To do: Turn every line of the rows below into a numbered list, skipping blank lines and leaving out the pictures.

Listing:
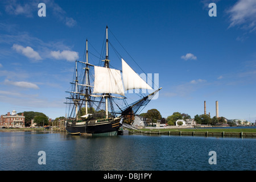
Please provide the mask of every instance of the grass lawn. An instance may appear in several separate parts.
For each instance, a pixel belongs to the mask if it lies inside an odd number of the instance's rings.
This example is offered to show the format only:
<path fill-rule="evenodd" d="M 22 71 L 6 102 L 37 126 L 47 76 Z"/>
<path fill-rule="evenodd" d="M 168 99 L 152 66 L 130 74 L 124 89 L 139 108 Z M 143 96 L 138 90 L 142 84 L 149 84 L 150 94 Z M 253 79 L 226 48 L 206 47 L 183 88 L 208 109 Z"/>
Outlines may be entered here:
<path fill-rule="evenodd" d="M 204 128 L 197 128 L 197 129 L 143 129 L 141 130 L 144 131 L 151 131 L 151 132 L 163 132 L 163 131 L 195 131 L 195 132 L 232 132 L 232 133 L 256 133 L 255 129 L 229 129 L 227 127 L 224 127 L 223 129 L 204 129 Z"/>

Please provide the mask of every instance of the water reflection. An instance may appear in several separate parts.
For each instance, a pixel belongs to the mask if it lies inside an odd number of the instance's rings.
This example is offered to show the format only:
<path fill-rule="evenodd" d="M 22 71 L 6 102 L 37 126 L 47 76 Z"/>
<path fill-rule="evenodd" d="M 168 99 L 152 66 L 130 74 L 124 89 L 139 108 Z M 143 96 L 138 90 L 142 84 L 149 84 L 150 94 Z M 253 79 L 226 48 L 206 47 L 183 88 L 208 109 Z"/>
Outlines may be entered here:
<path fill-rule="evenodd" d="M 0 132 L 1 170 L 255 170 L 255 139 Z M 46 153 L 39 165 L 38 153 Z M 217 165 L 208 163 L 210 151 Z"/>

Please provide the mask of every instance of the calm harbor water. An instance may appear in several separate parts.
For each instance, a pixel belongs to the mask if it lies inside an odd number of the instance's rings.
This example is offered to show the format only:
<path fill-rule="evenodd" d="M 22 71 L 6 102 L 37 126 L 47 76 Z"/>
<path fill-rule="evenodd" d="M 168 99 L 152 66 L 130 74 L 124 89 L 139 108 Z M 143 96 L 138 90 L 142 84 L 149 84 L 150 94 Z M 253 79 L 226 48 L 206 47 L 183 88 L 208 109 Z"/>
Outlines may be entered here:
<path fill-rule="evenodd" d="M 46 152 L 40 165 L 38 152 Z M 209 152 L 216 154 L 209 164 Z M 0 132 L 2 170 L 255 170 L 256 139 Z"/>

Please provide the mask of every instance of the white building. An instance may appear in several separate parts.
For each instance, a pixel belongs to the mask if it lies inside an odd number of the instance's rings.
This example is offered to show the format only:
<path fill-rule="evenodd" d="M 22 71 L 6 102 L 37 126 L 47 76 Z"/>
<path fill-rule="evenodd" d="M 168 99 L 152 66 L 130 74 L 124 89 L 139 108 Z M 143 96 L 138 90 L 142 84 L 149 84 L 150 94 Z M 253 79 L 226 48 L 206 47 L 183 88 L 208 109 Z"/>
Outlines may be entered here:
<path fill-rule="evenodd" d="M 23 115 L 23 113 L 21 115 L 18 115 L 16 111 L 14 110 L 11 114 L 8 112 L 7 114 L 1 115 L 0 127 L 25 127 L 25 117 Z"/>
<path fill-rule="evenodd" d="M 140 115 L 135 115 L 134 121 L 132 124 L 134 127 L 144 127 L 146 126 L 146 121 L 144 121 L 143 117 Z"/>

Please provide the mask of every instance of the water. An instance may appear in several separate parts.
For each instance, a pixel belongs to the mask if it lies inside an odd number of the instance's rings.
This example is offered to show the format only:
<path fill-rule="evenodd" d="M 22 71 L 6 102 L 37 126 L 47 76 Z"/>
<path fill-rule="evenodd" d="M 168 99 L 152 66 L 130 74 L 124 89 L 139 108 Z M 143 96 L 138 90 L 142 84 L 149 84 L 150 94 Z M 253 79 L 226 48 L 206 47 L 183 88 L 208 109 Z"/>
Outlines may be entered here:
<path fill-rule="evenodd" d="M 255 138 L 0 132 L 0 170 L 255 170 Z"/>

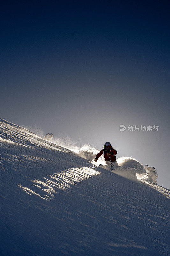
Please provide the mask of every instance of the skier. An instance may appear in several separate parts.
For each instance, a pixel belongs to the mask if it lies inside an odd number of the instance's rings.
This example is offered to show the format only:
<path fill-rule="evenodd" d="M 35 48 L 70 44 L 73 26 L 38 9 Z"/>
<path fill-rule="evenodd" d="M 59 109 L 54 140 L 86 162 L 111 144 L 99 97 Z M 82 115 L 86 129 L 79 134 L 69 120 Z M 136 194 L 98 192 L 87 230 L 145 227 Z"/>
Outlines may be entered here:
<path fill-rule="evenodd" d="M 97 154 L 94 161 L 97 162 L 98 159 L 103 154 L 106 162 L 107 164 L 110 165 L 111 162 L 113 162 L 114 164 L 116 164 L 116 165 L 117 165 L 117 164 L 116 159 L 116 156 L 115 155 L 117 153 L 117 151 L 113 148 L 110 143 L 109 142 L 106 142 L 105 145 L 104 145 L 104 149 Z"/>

Final answer:
1. Please provide the mask of every instance of the grass lawn. An instance may appear in several separate parts.
2. For each instance, a pixel belongs to the mask if it lies inside an odd number of the instance's rings.
3. This example is offered to show the format only:
4. <path fill-rule="evenodd" d="M 22 71 L 6 102 L 37 126 L 47 76 Z"/>
5. <path fill-rule="evenodd" d="M 168 99 L 152 66 L 130 74 L 124 89 L 139 108 Z M 143 96 L 138 90 L 142 84 L 149 84 L 150 94 Z M 253 79 L 226 48 L 206 47 L 183 88 L 208 109 Z"/>
6. Outlines may be entered here:
7. <path fill-rule="evenodd" d="M 204 128 L 197 128 L 197 129 L 143 129 L 141 130 L 144 131 L 151 131 L 151 132 L 163 132 L 163 131 L 195 131 L 195 132 L 232 132 L 232 133 L 256 133 L 255 129 L 229 129 L 227 127 L 224 127 L 223 129 L 204 129 Z"/>
8. Please provide the mask of every instance of the water reflection. An instance may appear in several separate parts.
9. For each instance, a pixel belongs to the mask if it lies inside an odd number of the instance's rings.
10. This example is offered to show the format only:
11. <path fill-rule="evenodd" d="M 22 71 L 6 102 L 37 126 L 47 76 Z"/>
12. <path fill-rule="evenodd" d="M 168 99 L 152 66 L 130 74 L 124 89 L 139 108 Z M 143 96 L 138 90 L 142 84 L 149 84 L 150 94 Z M 253 79 L 226 48 L 206 47 L 183 88 L 208 109 Z"/>
13. Outlines may be entered here:
14. <path fill-rule="evenodd" d="M 0 132 L 1 170 L 255 170 L 255 139 Z M 46 153 L 39 165 L 38 153 Z M 217 165 L 208 163 L 210 151 Z"/>
15. Please provide the mask of every instance of the calm harbor water. An instance may appear in several separate parts.
16. For each instance, a pixel belongs to the mask if it lies inside an odd number of the instance's rings.
17. This example is offered to show the format only:
18. <path fill-rule="evenodd" d="M 22 71 L 6 102 L 37 126 L 47 76 Z"/>
19. <path fill-rule="evenodd" d="M 168 99 L 152 66 L 130 74 L 124 89 L 139 108 Z M 143 96 L 138 90 L 142 84 L 149 84 L 150 94 Z M 253 79 L 226 48 L 206 47 L 183 88 L 208 109 Z"/>
20. Outlines may be entered here:
21. <path fill-rule="evenodd" d="M 46 152 L 40 165 L 38 152 Z M 209 152 L 216 154 L 209 164 Z M 0 132 L 2 170 L 255 170 L 256 139 Z"/>
22. Please provide the mask of every instance of the white building. An instance may appear in several separate parts.
23. For each instance, a pixel belongs to the mask if it lies inside an odd number of the instance's rings.
24. This example is offered to show the format only:
25. <path fill-rule="evenodd" d="M 22 71 L 6 102 L 37 126 L 47 76 Z"/>
26. <path fill-rule="evenodd" d="M 168 99 L 152 66 L 130 74 L 124 89 L 139 108 Z M 143 96 L 138 90 L 142 84 L 149 84 L 150 94 Z M 253 79 L 226 48 L 206 47 L 183 88 L 208 109 Z"/>
27. Outlines may be entered here:
28. <path fill-rule="evenodd" d="M 23 115 L 23 113 L 21 115 L 18 115 L 16 111 L 14 110 L 11 114 L 8 112 L 7 114 L 1 115 L 0 127 L 25 127 L 25 117 Z"/>
29. <path fill-rule="evenodd" d="M 140 115 L 135 115 L 134 121 L 132 124 L 134 127 L 144 127 L 146 126 L 146 121 L 144 121 L 143 117 Z"/>
30. Please provide the mask of every instance of the water. An instance may appear in several separate parts.
31. For each instance, a pixel belongs to the mask if it lies inside an odd number of the instance's rings.
32. This example is offered to show the format only:
33. <path fill-rule="evenodd" d="M 22 71 L 6 102 L 37 126 L 47 76 Z"/>
34. <path fill-rule="evenodd" d="M 168 99 L 152 66 L 130 74 L 124 89 L 139 108 Z M 143 96 L 138 90 L 142 84 L 149 84 L 150 94 Z M 253 79 L 226 48 L 206 47 L 183 88 L 208 109 Z"/>
35. Outlines may be entered here:
36. <path fill-rule="evenodd" d="M 255 138 L 0 132 L 0 170 L 255 170 Z"/>
37. Please provide the mask of every instance of the skier. An instance may appear in several separate parts.
38. For each instance, a pixel belongs to the mask if it lies inside an odd number of the instance's rings.
39. This example is offered to show the format only:
40. <path fill-rule="evenodd" d="M 35 48 L 70 44 L 73 26 L 38 9 Z"/>
41. <path fill-rule="evenodd" d="M 59 109 L 54 140 L 86 162 L 111 144 L 99 97 Z M 82 115 L 86 129 L 79 134 L 69 120 Z M 136 194 L 98 192 L 87 230 L 145 227 Z"/>
42. Outlines may be entered here:
43. <path fill-rule="evenodd" d="M 97 154 L 94 161 L 97 162 L 98 159 L 103 154 L 106 162 L 107 164 L 110 165 L 111 162 L 113 162 L 114 164 L 116 164 L 116 165 L 117 165 L 117 164 L 116 159 L 116 156 L 115 155 L 117 153 L 117 151 L 113 148 L 110 143 L 109 142 L 106 142 L 105 145 L 104 145 L 104 149 Z"/>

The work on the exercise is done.